- **What the exercise asks**: From top to bottom, each entry below must be reproduced exactly.
----
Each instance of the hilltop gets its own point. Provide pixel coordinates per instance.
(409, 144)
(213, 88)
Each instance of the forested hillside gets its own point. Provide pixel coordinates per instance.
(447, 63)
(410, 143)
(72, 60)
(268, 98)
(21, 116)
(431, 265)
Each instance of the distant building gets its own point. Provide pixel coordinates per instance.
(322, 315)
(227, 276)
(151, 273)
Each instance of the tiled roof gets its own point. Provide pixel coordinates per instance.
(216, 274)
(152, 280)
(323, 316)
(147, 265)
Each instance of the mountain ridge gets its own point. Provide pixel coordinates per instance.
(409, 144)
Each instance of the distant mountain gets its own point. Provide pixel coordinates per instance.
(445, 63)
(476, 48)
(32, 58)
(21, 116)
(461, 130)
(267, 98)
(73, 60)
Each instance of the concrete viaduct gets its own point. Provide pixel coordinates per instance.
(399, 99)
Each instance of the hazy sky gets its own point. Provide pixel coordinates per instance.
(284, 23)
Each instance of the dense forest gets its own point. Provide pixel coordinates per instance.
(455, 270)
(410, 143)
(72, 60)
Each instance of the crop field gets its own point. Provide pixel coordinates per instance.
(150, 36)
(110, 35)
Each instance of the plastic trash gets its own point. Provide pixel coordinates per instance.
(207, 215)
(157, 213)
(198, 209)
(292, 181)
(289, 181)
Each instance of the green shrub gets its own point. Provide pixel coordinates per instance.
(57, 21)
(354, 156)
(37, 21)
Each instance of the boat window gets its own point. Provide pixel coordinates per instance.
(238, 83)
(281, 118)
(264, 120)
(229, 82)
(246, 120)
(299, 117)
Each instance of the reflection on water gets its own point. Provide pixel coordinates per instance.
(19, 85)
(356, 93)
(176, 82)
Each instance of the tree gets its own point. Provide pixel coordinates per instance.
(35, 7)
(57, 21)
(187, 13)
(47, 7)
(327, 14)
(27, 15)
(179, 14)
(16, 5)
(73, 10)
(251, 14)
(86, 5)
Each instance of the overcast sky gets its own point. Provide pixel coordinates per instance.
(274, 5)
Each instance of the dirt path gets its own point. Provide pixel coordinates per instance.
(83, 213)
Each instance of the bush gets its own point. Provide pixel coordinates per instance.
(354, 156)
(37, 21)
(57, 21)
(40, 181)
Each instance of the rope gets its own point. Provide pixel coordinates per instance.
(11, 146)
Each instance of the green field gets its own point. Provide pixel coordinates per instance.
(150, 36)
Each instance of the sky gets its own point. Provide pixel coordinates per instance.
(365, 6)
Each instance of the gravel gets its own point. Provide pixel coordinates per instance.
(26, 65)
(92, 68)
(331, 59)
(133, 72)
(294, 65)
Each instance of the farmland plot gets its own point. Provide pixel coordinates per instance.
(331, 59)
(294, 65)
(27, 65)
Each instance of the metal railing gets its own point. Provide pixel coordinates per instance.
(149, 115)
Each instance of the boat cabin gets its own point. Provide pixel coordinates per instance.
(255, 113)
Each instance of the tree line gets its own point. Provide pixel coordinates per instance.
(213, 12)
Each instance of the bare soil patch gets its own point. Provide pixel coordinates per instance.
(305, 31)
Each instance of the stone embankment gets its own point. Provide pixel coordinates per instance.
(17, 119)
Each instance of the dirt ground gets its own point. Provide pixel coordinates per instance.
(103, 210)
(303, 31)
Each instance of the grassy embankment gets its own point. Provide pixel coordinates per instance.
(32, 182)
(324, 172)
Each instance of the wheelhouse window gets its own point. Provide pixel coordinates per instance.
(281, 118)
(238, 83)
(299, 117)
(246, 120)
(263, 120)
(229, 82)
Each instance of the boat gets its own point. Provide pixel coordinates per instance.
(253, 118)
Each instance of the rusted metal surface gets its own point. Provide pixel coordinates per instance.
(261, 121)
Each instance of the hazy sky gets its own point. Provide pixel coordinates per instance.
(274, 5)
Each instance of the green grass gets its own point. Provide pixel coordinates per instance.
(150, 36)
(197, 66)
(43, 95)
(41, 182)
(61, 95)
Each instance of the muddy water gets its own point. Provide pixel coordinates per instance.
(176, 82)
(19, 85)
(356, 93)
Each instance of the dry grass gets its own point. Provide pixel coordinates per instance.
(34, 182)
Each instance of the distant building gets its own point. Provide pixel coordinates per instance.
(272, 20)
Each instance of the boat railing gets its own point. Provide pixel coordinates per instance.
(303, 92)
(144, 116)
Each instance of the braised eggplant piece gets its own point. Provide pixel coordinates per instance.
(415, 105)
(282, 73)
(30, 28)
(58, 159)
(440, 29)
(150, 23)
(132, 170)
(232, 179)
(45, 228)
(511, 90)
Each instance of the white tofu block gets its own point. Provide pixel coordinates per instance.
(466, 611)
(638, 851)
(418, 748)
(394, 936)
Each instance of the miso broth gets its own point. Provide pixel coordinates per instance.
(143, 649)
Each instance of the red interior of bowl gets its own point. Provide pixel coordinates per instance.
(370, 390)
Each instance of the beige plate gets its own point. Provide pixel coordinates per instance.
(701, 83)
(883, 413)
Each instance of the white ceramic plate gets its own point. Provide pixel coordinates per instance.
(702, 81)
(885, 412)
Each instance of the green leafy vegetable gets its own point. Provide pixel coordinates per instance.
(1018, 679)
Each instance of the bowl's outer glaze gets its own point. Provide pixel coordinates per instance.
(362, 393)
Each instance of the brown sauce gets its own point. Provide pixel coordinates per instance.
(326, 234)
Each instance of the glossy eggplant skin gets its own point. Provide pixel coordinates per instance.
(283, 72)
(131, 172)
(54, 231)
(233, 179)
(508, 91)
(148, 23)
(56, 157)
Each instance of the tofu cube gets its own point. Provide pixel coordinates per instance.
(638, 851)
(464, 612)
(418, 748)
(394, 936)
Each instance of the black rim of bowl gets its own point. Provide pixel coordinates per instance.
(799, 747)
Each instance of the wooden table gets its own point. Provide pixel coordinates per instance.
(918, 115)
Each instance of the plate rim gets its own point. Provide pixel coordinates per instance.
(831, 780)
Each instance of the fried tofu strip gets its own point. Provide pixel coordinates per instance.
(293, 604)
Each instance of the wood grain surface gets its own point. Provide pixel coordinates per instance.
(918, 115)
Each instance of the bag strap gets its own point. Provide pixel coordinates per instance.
----
- **Exercise response**:
Each instance of the hilltop gets its own point. Provide pixel coordinates per instance.
(409, 144)
(213, 88)
Each instance of the forested hillside gets its own point. Provide pixel coordinates per instance.
(447, 63)
(410, 143)
(72, 60)
(268, 98)
(21, 116)
(431, 265)
Each instance of the distant building gets its own point. Provide pixel coordinates per instance.
(322, 315)
(227, 276)
(151, 273)
Each instance of the tiled roof gets its own point. Provide pixel coordinates per instance.
(216, 274)
(152, 280)
(323, 316)
(147, 265)
Each instance of the mountain ridge gets its own point. Provide pixel coordinates per instance.
(409, 144)
Each instance of the distant mountain gets its own point. Provide pixel coordinates per instance.
(445, 63)
(476, 48)
(32, 58)
(21, 116)
(461, 130)
(267, 98)
(73, 60)
Each instance of the concrete viaduct gets its own point. Provide pixel coordinates per instance.
(399, 99)
Each instance of the hazy sky gets its own point. Provide pixel coordinates per instance.
(284, 23)
Each instance of the dense forest gets its own point. Provide pixel coordinates per instance.
(455, 270)
(410, 143)
(72, 60)
Each instance of the crop field gets its own point. Provide pixel coordinates per instance.
(150, 36)
(110, 35)
Each instance of the plastic trash gets its own point. Provide pixel coordinates per instance.
(207, 215)
(157, 213)
(198, 209)
(292, 181)
(289, 181)
Each instance of the green shrub gets its own point. Provide pixel coordinates per instance.
(57, 21)
(354, 156)
(37, 21)
Each instance of the boat window gets its own point. Provide pixel coordinates per instance.
(238, 83)
(281, 118)
(264, 120)
(229, 82)
(246, 120)
(299, 117)
Each instance of the reflection on water gets its own point. Provide pixel coordinates per instance.
(19, 85)
(356, 93)
(176, 82)
Each instance of the tree gets its own point. Provide pixel coordinates per instance.
(35, 7)
(57, 21)
(187, 13)
(47, 7)
(327, 14)
(27, 15)
(179, 14)
(16, 5)
(73, 10)
(251, 14)
(86, 5)
Each instance of the overcast sky gets its own point. Provide pixel coordinates per instance.
(274, 5)
Each instance of the dirt path gets its own point. Provide pixel coordinates per instance.
(83, 213)
Each instance of the bush gets its own point. Provide pixel coordinates per instance.
(354, 156)
(37, 21)
(57, 21)
(40, 181)
Each instance of the rope gets its own point. Provide pixel coordinates per instance.
(11, 146)
Each instance of the green field gets its own point. Provide pixel coordinates per instance.
(150, 36)
Each instance of the sky gets its own point. Provide pixel coordinates per instance.
(365, 6)
Each instance of the gravel gets its own point. Provide pixel coordinates per instance.
(26, 65)
(92, 68)
(331, 59)
(133, 72)
(294, 65)
Each instance of the farmland plot gets its own point. Provide pixel coordinates per instance.
(331, 59)
(294, 65)
(27, 65)
Each instance of the metal railing gets its own point. Provide pixel coordinates per instance.
(149, 115)
Each instance of the boat cabin gets its own point. Provide pixel coordinates per instance.
(255, 113)
Each instance of the tree line gets its own point. Provide pixel coordinates per instance.
(213, 12)
Each instance of the bare soil patch gets its own point. Provide pixel coordinates per instance.
(305, 31)
Each instance of the stone embankment gets its own point. Provide pixel coordinates per instance.
(17, 119)
Each instance of the dirt ground gets its own point. Provide pixel coordinates per instance.
(103, 210)
(303, 31)
Each instance of the grassy embankment gets its own point. Provide pixel coordinates per instance.
(32, 182)
(324, 172)
Each instance of the wheelhouse window gets its own point. Provide pixel coordinates per instance.
(281, 118)
(238, 83)
(299, 117)
(246, 120)
(263, 120)
(229, 82)
Each instance of the boat gets its own point. Provide pixel coordinates per instance.
(253, 118)
Each instance of the rusted metal surface gets its own point. Provide pixel coordinates per instance.
(261, 121)
Each instance of the hazy sky gets its own point. Provide pixel coordinates per instance.
(274, 5)
Each instance of the green grass gets its own point. Provide pixel coordinates per instance.
(150, 36)
(197, 66)
(43, 95)
(41, 182)
(61, 95)
Each instance of the muddy water gets its own point. Provide pixel coordinates per instance.
(176, 82)
(19, 85)
(356, 93)
Each instance of the dry grass gets its own point. Provide pixel coordinates per instance.
(34, 182)
Each instance of the distant building gets its own point. Provide pixel coordinates per instance.
(272, 20)
Each instance of the boat railing gets its own point. Provide pixel coordinates per instance.
(303, 92)
(144, 116)
Each instance of the braised eggplant piece gets its own point. Provide pixel coordinates per instance.
(415, 105)
(282, 73)
(30, 28)
(58, 159)
(440, 29)
(150, 23)
(132, 170)
(232, 179)
(45, 228)
(511, 90)
Each instance of the white tofu block gets its own point. Provide pixel coordinates per instance.
(466, 611)
(638, 851)
(418, 748)
(394, 936)
Each instance of the miso broth gets its own point. Provide pixel coordinates per instance.
(143, 649)
Each instance of the red interior of bowl gets its own point. Provide pixel coordinates per instance.
(370, 390)
Each instance of the beige plate gets its own point. Provide pixel coordinates per instance.
(701, 83)
(883, 413)
Each instance of the white ceramic plate gets its own point. Provide pixel coordinates per instance.
(702, 81)
(885, 412)
Each instance of the green leafy vegetable gets its own point. Provide pixel coordinates per instance.
(1018, 679)
Each instance of the bowl's outer glaze gets its own point. Provide pixel coordinates per instance.
(362, 393)
Each instance of the brown sauce gets its own point. Provide pixel coordinates per instance.
(326, 234)
Each instance of the glossy eggplant skin gets its own point. Provide pixel coordinates per instance.
(283, 72)
(131, 172)
(54, 231)
(233, 179)
(508, 91)
(148, 23)
(56, 157)
Each instance of the tofu cube gets its own point. Provide pixel coordinates per instance.
(638, 851)
(464, 612)
(418, 748)
(394, 936)
Each instance of the black rim of bowl gets its own point. Provide pixel coordinates per instance.
(799, 747)
Each instance of the wooden table gets its own point. Provide pixel coordinates per instance.
(918, 115)
Each instance of the plate rim gets its own point. Provide pixel coordinates per instance.
(831, 780)
Each instance of the fried tofu strip gets its own point. Provide pixel coordinates per instance.
(293, 604)
Each instance of the wood grain surface gets its own point. Provide pixel coordinates per instance.
(918, 115)
Each instance of the bag strap gets its own point. Provide pixel coordinates per instance.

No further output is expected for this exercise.